EXERCISE SET
- 1) According to the life processes text, what green pigment do autotrophs contain?
- 2) Extend the life processes text past its final line.

EXERCISE TEXT
Life Processes for Class 10th
Life Processes for Class 10th: All those processes together do the work of maintenance of organisms calls life processes.
For example – Excretion, Respiration, Transport, Nutrition, etc.
Every living being takes food and from that food gets energy for the body, this process is called nutrition. Organisms require energy for all functions. Even when the organism is not doing any work, energy is needed to maintain bodily functions and this energy is obtained by nutrition.
There are two methods of nutrition:
Autotrophic nutrition: Those organisms make their own food in the presence of sunlight with the help of simple organic substances like carbon dioxide and water. They call it autotrophic.
Autotrophs contain a green pigment known as chlorophyll.
Heterotrophic nutrition: Organisms that depend on other organisms for their food such as humans, dogs, cats, etc. Some non-green plants, such as yeast, are heterotrophs in origin because they depend on plants or other organisms for their food.
Green plants form carbohydrates by using CO2 and water in the presence of chlorophyll in sunlight and give out oxygen gas. This process call photosynthesis.
Stages of Photosynthesis
- (a) Absorption of light energy by chlorophyll.
- (b) Conversion of light energy into chemical energy.
- (c) The decomposition of water molecules into hydrogen and oxygen.
- (d) Reduction of carbon dioxide into carbohydrates.

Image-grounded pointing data
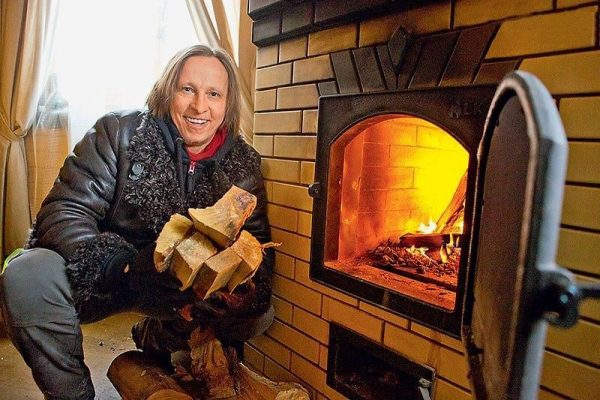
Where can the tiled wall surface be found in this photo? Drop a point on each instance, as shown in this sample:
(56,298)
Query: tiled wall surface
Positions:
(558,40)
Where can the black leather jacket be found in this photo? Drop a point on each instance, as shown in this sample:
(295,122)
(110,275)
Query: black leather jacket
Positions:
(122,183)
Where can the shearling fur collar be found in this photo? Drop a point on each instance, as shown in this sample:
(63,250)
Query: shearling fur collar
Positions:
(154,191)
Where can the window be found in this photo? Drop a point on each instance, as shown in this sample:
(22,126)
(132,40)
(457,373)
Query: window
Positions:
(109,53)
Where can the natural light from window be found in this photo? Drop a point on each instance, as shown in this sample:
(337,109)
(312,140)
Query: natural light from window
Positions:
(109,53)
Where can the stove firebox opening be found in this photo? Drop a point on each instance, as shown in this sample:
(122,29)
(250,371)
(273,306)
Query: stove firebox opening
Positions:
(396,198)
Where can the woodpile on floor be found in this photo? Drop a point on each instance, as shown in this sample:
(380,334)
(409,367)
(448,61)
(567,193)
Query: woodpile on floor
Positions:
(137,376)
(208,252)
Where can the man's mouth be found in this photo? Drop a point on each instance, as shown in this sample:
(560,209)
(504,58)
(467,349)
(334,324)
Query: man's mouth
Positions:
(196,121)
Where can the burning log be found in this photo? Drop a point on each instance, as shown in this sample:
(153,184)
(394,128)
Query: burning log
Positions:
(421,263)
(455,211)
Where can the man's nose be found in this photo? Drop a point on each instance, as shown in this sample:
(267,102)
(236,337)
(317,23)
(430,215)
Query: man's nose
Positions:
(199,103)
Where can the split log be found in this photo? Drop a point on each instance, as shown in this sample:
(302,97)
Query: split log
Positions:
(215,273)
(455,209)
(223,221)
(210,364)
(256,387)
(174,231)
(136,376)
(249,249)
(189,257)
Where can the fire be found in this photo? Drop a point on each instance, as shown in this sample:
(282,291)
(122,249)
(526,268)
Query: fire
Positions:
(444,254)
(429,228)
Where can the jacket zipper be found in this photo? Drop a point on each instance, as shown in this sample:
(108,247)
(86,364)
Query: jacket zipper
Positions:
(190,179)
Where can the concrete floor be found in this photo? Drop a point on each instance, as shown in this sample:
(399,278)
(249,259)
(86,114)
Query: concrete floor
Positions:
(102,342)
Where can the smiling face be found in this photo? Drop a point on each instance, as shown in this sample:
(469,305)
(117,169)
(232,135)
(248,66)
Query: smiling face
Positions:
(199,103)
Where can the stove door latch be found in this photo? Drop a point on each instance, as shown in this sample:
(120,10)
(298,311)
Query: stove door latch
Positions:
(314,190)
(562,295)
(424,386)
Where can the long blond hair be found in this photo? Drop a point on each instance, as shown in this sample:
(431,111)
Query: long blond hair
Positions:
(160,97)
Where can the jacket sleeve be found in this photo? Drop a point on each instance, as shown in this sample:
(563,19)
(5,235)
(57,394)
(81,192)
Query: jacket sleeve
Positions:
(71,217)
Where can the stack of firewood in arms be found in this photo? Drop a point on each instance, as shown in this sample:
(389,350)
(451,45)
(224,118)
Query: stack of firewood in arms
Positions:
(208,252)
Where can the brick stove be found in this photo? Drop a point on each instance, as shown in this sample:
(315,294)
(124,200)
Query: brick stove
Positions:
(367,81)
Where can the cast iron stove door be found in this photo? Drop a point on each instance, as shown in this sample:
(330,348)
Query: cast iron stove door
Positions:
(517,287)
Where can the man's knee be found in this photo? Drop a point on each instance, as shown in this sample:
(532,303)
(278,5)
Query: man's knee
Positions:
(35,288)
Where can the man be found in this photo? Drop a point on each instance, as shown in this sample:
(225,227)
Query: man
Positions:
(90,250)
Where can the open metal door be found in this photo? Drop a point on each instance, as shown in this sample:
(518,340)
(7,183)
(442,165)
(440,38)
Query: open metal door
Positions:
(515,286)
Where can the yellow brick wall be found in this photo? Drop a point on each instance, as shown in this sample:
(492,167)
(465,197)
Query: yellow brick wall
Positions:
(555,39)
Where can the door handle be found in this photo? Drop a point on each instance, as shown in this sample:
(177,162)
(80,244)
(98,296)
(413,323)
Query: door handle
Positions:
(562,297)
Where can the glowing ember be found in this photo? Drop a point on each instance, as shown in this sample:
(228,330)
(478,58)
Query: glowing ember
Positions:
(439,262)
(429,228)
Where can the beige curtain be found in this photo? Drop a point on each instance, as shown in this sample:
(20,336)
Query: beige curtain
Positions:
(26,31)
(220,35)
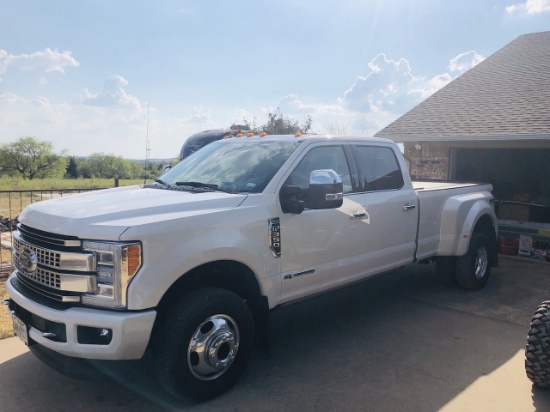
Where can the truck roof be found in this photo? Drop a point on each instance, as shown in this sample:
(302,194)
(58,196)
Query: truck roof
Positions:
(316,137)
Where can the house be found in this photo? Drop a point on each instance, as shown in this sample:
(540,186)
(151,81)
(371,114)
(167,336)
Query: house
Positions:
(490,124)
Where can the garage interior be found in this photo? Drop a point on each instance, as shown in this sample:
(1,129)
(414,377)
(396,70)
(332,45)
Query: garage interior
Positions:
(521,182)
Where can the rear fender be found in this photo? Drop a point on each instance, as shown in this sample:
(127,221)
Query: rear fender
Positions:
(459,218)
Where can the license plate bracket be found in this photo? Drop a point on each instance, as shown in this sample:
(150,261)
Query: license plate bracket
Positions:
(20,329)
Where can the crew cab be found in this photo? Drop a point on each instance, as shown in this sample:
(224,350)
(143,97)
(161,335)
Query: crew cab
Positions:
(187,269)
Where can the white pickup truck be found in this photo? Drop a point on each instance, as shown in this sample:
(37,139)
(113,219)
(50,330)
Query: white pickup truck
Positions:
(187,269)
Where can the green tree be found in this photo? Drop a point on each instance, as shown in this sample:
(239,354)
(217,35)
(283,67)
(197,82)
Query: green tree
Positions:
(31,159)
(109,166)
(278,123)
(72,168)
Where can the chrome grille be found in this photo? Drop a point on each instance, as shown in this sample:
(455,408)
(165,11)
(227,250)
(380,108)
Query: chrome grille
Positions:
(44,277)
(62,275)
(44,256)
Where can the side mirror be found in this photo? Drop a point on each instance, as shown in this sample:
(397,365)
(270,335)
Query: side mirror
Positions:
(326,190)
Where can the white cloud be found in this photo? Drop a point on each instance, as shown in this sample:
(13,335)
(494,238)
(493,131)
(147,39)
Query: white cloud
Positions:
(48,60)
(465,61)
(530,7)
(200,118)
(112,95)
(377,98)
(383,89)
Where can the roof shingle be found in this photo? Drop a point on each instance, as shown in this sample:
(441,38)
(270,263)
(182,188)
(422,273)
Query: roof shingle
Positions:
(507,95)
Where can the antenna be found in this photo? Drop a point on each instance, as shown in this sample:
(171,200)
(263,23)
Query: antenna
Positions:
(147,148)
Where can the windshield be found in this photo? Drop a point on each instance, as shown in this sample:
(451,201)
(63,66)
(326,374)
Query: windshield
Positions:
(232,166)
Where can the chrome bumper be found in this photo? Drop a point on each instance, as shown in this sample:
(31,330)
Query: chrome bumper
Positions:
(130,330)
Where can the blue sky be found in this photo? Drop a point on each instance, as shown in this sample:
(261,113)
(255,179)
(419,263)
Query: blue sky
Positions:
(86,75)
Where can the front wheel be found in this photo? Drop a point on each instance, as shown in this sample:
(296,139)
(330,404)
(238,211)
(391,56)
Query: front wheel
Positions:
(537,351)
(473,269)
(203,344)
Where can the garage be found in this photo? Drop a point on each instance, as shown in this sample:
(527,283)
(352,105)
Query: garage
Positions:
(492,124)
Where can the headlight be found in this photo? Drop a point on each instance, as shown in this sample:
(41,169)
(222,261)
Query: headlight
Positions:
(116,264)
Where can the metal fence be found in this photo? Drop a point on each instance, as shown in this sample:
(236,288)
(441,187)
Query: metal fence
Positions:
(12,203)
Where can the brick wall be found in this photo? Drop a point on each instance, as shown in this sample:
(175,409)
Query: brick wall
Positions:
(429,162)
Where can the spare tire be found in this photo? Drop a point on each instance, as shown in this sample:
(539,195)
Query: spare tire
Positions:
(537,351)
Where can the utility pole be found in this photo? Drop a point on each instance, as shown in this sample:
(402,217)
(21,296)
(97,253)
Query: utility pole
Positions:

SOLVED PROBLEMS
- 1) Chlorophyll.

- 2)
Green plants appear green due to the chlorophyll present in them. Leaf cells contain green dotted organelles, call chloroplasts, which contain chlorophyll. This chlorophyll present in green leaves absorbs energy from sunlight and converts it into chemical energy.
Trees take water from the ground through roots and get energy from sunlight through chlorophyll. The leaves have microscopic stomata holes on their surface, through these stomata holes the leaves absorb carbon dioxide from the air.
The exchange of gas in the leaves takes place through these stomata holes. The exchange of gases in trees plants, apart from these stomata holes, plants also exchange gases from the surface of the stem, root, and leaves.
A sufficient amount of water is also lost from these stomata holes of trees, so when carbon dioxide is not required for photosynthesis, these stomatal pores get close.
The opening and closing of pores are the functions of guard cells. When water enters, the guard cells swell and open the stomata, and when the guard cells contract, the pore is closed. When the hole is closed, there is no loss of water from the trees.